■ BRANO:
------

Joe Romm, di American Progress e noto editorialista di ClimateProgress, ci scherza su: «Penso che il nome, Winter Storm Jonas, non renda giustizia a questa bufera di neve, soprattutto dal momento che i Jonas Brothers sono un gruppo pop-rock abbastanza innocuo. Suggerisco il nome, Superstorm (Edward) Snowed-In: Perché ha messo al tappeto il DC, ha paralizzato il governo, e poi è fuggito dal Paese». Ma poi Romm invita a prendere molto sul serio Jonas, che è la più grossa tempesta di neve che ha colpito la costa orientale Usa dal 1986, e ha chiesto a due dei migliori climatologi statunitensi: Michael Mann e Kevin Trenberth, se il cambiamento climatico abbia avuto un ruolo nel Big Bilzzard.
Secondo Mann, direttore dell’Earth System Science Center della Pennsylvania State University, «Attualmente, non c'è scienza peer-reviewed, che suggerisca che il cambiamento climatico porterà a una maggiore produzione di questi intensi blizzard, proprio per la ragione per la quale stiamo vedendo questa massiccia tempesta: le temperature superficiali dell'Oceano Atlantico insolitamente calde», in particolare al largo della Virginia.
Ma Mann aggiunge che se questa umidità si mescola con un vortice artico, che continueranno ad esserci anche con il riscaldamento globale, «Si ottengono enormi quantità di energia e di umidità, e nevicate mostruose», come quella che ha colpito la costa est degli Usa.

------

■ MATERIALE FORNITO:
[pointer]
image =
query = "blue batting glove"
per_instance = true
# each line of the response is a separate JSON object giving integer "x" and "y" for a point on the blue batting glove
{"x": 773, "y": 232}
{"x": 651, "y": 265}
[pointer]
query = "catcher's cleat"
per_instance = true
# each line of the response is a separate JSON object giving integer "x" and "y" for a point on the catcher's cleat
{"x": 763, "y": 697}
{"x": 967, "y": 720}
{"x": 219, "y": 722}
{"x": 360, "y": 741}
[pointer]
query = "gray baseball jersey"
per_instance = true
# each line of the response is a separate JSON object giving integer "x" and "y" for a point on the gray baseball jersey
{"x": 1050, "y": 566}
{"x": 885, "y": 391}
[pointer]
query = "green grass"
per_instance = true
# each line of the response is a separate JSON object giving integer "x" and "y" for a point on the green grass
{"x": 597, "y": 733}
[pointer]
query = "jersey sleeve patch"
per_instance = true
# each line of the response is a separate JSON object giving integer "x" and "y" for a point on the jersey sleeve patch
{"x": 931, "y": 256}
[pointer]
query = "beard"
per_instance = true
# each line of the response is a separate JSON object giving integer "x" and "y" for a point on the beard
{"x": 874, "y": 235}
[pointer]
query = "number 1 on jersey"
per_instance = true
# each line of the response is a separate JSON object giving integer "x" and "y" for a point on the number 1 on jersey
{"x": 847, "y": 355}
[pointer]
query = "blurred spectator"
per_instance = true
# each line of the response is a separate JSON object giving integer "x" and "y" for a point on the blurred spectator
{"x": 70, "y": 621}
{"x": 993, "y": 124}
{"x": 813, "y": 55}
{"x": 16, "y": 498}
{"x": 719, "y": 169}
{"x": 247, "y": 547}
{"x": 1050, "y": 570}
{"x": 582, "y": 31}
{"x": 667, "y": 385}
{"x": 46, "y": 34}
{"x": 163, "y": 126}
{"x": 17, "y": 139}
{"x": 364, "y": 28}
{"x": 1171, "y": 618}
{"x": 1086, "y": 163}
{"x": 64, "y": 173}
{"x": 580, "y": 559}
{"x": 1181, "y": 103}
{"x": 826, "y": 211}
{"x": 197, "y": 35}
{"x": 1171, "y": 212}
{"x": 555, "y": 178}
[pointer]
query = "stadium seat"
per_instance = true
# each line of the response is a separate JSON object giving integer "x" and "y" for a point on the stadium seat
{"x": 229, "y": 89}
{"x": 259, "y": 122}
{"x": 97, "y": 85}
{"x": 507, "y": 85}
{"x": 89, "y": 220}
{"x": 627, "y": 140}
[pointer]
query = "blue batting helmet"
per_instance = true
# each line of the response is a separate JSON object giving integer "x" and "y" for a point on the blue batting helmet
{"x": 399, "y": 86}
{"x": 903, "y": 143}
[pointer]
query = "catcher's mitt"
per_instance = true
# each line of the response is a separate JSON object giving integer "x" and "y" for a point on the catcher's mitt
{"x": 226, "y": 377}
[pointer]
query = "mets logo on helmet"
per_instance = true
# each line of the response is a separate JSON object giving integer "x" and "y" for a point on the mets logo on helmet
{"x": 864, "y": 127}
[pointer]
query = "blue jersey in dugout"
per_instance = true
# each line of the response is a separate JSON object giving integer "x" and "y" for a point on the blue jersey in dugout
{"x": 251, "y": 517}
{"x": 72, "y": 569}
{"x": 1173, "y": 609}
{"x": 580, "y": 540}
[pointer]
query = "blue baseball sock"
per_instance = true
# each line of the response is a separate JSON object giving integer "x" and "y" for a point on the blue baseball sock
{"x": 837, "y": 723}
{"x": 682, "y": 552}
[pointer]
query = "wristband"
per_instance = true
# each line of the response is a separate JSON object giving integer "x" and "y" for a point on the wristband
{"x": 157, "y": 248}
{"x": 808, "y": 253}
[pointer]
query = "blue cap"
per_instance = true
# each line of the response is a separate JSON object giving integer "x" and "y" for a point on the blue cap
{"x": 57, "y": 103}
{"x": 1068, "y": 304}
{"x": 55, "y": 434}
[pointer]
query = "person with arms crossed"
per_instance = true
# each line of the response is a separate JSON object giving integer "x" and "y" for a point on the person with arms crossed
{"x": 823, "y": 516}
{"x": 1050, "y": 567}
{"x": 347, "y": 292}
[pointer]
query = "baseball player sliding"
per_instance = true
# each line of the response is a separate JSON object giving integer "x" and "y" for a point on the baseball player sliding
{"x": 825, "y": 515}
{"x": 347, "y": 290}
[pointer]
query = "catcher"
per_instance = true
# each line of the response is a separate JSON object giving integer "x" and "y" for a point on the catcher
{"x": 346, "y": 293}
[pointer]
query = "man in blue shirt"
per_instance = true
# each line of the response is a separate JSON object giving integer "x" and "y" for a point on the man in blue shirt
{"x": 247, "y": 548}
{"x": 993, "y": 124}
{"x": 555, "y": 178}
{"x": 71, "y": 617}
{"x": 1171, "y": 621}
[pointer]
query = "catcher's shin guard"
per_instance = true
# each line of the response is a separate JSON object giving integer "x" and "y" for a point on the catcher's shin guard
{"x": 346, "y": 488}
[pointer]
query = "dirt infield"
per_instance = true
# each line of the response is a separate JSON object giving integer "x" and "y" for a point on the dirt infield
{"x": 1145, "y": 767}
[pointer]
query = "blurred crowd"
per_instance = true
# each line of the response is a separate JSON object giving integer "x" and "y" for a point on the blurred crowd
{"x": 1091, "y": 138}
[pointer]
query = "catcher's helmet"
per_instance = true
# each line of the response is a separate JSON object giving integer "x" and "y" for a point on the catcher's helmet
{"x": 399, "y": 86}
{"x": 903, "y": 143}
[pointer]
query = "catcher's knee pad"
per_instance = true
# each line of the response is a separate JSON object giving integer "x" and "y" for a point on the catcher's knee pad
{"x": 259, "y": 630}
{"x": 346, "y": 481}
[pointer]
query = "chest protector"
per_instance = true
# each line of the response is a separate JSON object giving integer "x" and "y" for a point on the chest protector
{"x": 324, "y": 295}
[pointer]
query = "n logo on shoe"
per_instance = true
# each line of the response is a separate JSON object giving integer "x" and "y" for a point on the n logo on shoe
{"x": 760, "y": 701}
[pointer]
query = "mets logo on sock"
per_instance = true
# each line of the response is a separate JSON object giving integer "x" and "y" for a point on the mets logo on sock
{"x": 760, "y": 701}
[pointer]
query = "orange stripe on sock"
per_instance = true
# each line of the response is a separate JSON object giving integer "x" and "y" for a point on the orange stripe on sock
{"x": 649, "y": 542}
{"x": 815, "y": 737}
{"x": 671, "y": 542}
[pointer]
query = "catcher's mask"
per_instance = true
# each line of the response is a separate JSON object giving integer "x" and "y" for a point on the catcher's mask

------

Riprendi il brano sulla bufera Jonas e il cambiamento climatico, continuandolo subito dopo la sua ultima frase.

Ma gli eco-scettici dicono che queste tempeste enormi invernali sono la prova che il cambiamento climatico non esiste, al contrario di Trenberth, ex cappo della Climate Analysis Section del National Center for Atmospheric Research Usa, che è convinto che in realtà i Big Blizzard siano favoriti dai cambiamenti climatici: «Attualmente la temperatura della superficie del mare sono più di 3 gradi Fahrenheit sopra la norma su distese enormi (1.000 miglia) al largo della costa Nord-Est, di conseguenza, il vapore acqueo nell'atmosfera è circa dal 10 al 15% più alto. Fino alla metà di tutto questo può essere attribuito al cambiamento climatico».
Mentre gli scettici climatici vedono nella super-tempesta la prova della “bufala” del cambiamento climatico, gli scienziati fanno notare che già molto tempo fa avevano previsto che sarebbe successo proprio questo e Romm paragona il clima del nostro pianeta a un giocatore di baseball dopato di steroidi che batte tutti i record. Quindi la domanda da farsi non è se gli steroidi siano la causa di un home run perché ormai tutti gli eventi meteorologici estremi avvengono in un clima che è diventato più caldo e più umido del normale.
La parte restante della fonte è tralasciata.